### What is needed
The records below should be written out again, exactly.

(Pointing and labeling entries)

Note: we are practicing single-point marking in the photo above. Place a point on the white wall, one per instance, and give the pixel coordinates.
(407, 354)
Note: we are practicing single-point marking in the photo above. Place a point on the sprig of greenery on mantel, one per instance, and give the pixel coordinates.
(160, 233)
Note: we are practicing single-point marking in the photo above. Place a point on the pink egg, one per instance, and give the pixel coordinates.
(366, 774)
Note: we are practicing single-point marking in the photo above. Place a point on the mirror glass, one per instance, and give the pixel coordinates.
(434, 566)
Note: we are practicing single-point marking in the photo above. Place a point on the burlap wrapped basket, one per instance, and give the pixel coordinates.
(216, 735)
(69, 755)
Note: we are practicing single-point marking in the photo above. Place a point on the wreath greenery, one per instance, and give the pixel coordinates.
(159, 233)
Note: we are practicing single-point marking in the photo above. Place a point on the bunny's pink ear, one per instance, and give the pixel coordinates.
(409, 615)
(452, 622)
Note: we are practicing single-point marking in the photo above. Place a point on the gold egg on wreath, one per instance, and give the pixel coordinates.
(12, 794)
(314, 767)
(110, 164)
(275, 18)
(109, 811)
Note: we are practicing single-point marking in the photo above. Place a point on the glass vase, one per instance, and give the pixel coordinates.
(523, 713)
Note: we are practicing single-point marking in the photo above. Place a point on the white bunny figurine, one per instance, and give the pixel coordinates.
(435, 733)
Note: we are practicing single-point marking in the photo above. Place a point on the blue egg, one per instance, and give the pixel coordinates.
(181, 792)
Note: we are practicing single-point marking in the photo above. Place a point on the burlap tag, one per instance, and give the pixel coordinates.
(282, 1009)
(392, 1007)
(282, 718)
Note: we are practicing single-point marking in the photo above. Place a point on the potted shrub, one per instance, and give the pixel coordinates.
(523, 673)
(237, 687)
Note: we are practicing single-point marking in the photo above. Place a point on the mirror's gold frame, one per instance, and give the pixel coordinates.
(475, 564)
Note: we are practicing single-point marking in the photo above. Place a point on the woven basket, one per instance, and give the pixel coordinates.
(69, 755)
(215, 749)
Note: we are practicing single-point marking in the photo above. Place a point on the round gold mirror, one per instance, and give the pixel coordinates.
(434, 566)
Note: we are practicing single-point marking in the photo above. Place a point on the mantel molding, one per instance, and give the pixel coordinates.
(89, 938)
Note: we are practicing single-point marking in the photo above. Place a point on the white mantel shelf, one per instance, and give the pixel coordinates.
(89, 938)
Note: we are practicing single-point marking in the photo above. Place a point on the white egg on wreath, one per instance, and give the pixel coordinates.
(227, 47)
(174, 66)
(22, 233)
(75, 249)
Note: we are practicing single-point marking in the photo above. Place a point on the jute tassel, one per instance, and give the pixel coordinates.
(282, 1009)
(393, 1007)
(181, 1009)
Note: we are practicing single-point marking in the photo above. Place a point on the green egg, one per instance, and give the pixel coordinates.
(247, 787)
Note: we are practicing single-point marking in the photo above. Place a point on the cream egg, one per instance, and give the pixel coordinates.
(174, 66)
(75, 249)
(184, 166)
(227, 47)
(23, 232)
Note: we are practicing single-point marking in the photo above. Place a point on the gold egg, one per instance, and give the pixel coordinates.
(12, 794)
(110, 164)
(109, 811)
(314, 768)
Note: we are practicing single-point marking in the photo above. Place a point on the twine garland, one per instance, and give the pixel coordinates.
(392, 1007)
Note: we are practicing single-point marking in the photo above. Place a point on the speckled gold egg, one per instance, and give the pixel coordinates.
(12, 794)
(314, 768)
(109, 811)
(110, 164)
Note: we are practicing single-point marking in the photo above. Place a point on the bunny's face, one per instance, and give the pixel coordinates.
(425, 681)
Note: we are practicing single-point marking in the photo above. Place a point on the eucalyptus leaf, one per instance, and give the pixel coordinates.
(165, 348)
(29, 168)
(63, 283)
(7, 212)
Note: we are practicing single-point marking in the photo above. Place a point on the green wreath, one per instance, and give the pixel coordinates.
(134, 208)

### Expected answer
Note: we are practicing single-point marking in the photo above. Place a point on the white wall, one per instance, and give the pixel coordinates.
(407, 354)
Note: we are practicing single-point marking in the photo above. Place a point on the sprig of greenery on mantel, one per instance, and give the pixel coordinates.
(160, 233)
Note: we are practicing single-point marking in the photo above. Place a point on the pink egg, one per instance, and give the pixel coordinates.
(366, 774)
Note: we are practicing single-point marking in the photo above. Place a point on the mirror glass, one per instance, and give the pixel coordinates.
(434, 566)
Note: we are practicing single-point marking in the photo above. Place a point on the burlap wrapped basket, one per instance, and give the pixel coordinates.
(216, 735)
(69, 755)
Note: we are practicing single-point marking in the photo above. Place a point on the wreath greenery, one per instance, and give the pixel coordinates.
(159, 233)
Note: we are practicing single-point marking in the photo above. Place a point on the bunny's pink ear, one per instance, and give the pixel coordinates.
(409, 615)
(452, 622)
Note: we are practicing single-point marking in the photo above. Place a point on the gold egg on wreath, one per instance, and give the pixel coordinates.
(12, 794)
(314, 767)
(110, 164)
(275, 18)
(109, 811)
Note: we are practicing single-point marking in the photo above. Place a point on the glass vase, one per instance, and give the pixel coordinates.
(523, 713)
Note: we are practicing single-point marking in the photo above. Place a point on the white bunny figurine, one per instance, and give the pixel coordinates.
(435, 733)
Note: we are practicing single-point marking in the photo above. Place a point on the blue egg, one per instance, and give the pixel coordinates.
(181, 792)
Note: we are practicing single-point marking in the photo above. Place a point on the burlap tag, one per instance, and give the pixel coordinates.
(282, 1009)
(392, 1007)
(282, 718)
Note: we are practicing single-point marking in the photo above. Place a point on the potted shrub, one per instance, and give the pixel coordinates.
(523, 673)
(237, 687)
Note: we are practicing single-point marking in the photo above. Place a point on the mirror's gold frame, one per instance, and give the pixel coordinates.
(475, 564)
Note: we are practicing single-point marking in the photo above. Place a point on the woven basket, one per instance, and give the pixel coordinates.
(69, 755)
(215, 749)
Note: we are practicing single-point marking in the photo above. Place a point on the round gold mirror, one per instance, and give the pixel coordinates.
(434, 566)
Note: we are practicing single-point marking in the photo above. Place a point on the mantel molding, one per instance, and give the pixel coordinates.
(89, 938)
Note: we are practicing single-point marking in the photo above. Place a point on the white mantel shelf, one per instance, and give the pixel coordinates.
(89, 938)
Note: we are practicing single-point marking in the photo above. Place a point on the white egg on wreath, one per instance, and give the pixel coordinates.
(227, 47)
(174, 66)
(22, 233)
(75, 249)
Note: we are practicing single-point marking in the photo above. Place a point on the jute tassel, one per instance, and give the pixel coordinates.
(282, 1009)
(393, 1007)
(181, 1009)
Note: we are practicing single-point marking in the photo above. Place a point on the green egg, one per instance, and give the pixel coordinates.
(247, 787)
Note: we are practicing single-point marking in the photo above. Place a point on the cream egg, one per instance, and give the pixel coordinates.
(174, 66)
(75, 249)
(184, 166)
(227, 47)
(23, 232)
Note: we are practicing single-point marking in the photo above. Place a point on the gold egg, one per instance, and give the pixel coordinates.
(12, 794)
(110, 164)
(109, 811)
(314, 768)
Note: we are practicing single-point marking in the photo above. Place a point on the twine garland, one per instance, and give the pixel coordinates.
(392, 1007)
Note: we are practicing single-point marking in the photo above. Place a point on the speckled gold egg, one per instance, and give the pixel coordinates.
(12, 794)
(314, 768)
(109, 811)
(110, 164)
Note: we are practicing single-point marking in the photo above. Place a point on the bunny's face, one per instance, and give the pixel coordinates.
(425, 681)
Note: we are practicing single-point marking in the photo above. Place a point on the eucalyptus leaf, one per instance, and give the pixel coordinates.
(165, 348)
(29, 168)
(63, 283)
(7, 212)
Note: we are practicing single-point marking in the photo above. Place a point on the green wreath, one per instance, and give the pixel coordinates.
(134, 208)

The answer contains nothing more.